## [LIST OF TASKS]
A: From the passage on Johnny McCain's childhood, list every relative of Johnny's that it names, with each one's relation to him.
B: In the passage on Johnny McCain's childhood, what did the family doctor advise his parents to do about his temper fits?
C: Please extract the stretch of the passage on Johnny McCain's childhood from "Johnny’s parents weren’t" through "in New London.".

## [SOURCE DOCUMENT]
Base Commander McCain, nicknamed “Slew,” doted on his new grandson. A photo of Johnny and his father and grandfather at Johnny’s christening shows Jack looking serious. But Johnny’s grandfather is grinning from ear to ear as he cradles his tiny grandson in his arms.
Commander McCain was even glad to babysit Johnny. One night, going out to a party, Roberta McCain instructed her father-in-law to let the baby cry in his crib. Returning home, she was shocked to discover that Grandfather McCain had instead taken little Johnny to bed with him. “Dammit, Roberta,” he tried to explain himself, “that boy has the stamp of nobility on his brow.”
Johnny’s parents weren’t so sure, especially as Johnny became a toddler. He had fits of temper, often becoming so angry that he held his breath until he fainted. His parents were worried, but the family doctor advised them to dunk the little boy in a tub of cold water each time a tantrum began. This treatment seemed to cure Johnny’s temper fits.
A few months after Johnny’s birth, his family—his father, his mother, and his older sister, Jean (called Sandy)—moved to New London, Connecticut. Jack McCain had been assigned to the submarine command headquarters there. This would be only the first of Johnny McCain’s many moves with his family as they followed Jack to various naval posts around the country. In 1939 the McCains moved to San Diego, California, where Jack had been appointed commander of the Naval Air Station. Only two years later, in April 1941, they were back in New London.

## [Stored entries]

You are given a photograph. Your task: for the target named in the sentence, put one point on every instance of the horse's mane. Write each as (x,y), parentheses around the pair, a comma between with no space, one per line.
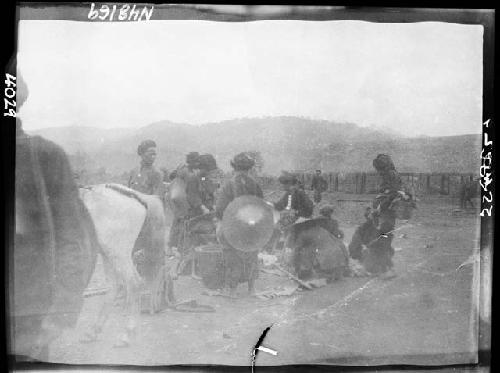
(122,189)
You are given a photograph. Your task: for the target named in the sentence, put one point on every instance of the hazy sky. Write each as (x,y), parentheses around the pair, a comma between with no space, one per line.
(416,78)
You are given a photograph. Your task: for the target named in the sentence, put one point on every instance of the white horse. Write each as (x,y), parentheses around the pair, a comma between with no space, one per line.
(122,216)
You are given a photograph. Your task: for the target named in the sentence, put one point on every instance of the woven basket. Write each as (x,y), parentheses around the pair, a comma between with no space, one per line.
(403,209)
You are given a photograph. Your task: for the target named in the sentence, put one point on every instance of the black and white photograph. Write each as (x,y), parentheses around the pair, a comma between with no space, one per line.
(250,186)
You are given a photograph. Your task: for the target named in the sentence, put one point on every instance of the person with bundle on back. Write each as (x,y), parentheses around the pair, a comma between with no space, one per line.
(381,221)
(239,266)
(146,178)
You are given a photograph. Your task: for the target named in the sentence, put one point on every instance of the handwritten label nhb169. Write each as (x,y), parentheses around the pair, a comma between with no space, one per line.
(125,12)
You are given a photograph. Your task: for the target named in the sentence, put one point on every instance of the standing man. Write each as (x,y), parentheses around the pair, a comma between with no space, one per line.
(55,245)
(239,266)
(318,185)
(295,198)
(466,193)
(146,178)
(379,259)
(186,200)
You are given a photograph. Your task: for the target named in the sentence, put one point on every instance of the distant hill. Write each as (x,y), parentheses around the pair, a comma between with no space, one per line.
(286,143)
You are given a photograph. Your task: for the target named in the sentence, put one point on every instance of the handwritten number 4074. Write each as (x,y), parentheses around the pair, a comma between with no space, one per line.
(9,102)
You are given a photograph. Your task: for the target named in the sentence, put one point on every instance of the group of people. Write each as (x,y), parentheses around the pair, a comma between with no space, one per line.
(197,209)
(55,241)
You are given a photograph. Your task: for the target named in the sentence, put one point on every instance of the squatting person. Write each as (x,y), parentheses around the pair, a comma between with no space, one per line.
(239,266)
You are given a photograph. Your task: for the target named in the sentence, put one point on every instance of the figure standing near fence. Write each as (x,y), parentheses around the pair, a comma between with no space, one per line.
(239,266)
(318,185)
(146,178)
(466,193)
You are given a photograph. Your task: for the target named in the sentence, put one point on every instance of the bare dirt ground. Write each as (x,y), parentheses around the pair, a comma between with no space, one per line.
(423,316)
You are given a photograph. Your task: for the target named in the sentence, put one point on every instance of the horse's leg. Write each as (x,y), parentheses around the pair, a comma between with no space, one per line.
(106,306)
(133,308)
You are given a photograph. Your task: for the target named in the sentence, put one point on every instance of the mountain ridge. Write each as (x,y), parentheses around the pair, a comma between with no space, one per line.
(285,143)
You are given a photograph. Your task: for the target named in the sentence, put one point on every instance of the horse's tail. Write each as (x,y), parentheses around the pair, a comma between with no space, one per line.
(152,236)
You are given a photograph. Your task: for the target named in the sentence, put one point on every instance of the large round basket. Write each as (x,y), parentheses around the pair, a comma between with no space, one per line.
(403,209)
(247,223)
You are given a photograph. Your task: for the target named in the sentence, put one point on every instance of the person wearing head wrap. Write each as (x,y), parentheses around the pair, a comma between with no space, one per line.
(55,244)
(187,203)
(146,178)
(208,165)
(295,198)
(239,266)
(318,185)
(378,259)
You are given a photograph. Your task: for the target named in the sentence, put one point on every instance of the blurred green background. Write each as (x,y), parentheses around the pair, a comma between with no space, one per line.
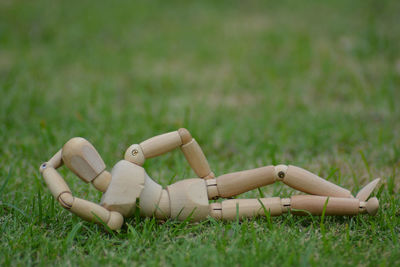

## [SOLVED PROBLEMS]
A:
- Jack McCain, his father
- Roberta McCain, his mother
- Commander McCain, nicknamed "Slew," his grandfather
- Jean, called Sandy, his older sister

B: To dunk him in a tub of cold water each time a tantrum began.

C:
Johnny’s parents weren’t so sure, especially as Johnny became a toddler. He had fits of temper, often becoming so angry that he held his breath until he fainted. His parents were worried, but the family doctor advised them to dunk the little boy in a tub of cold water each time a tantrum began. This treatment seemed to cure Johnny’s temper fits.
A few months after Johnny’s birth, his family—his father, his mother, and his older sister, Jean (called Sandy)—moved to New London, Connecticut. Jack McCain had been assigned to the submarine command headquarters there. This would be only the first of Johnny McCain’s many moves with his family as they followed Jack to various naval posts around the country. In 1939 the McCains moved to San Diego, California, where Jack had been appointed commander of the Naval Air Station. Only two years later, in April 1941, they were back in New London.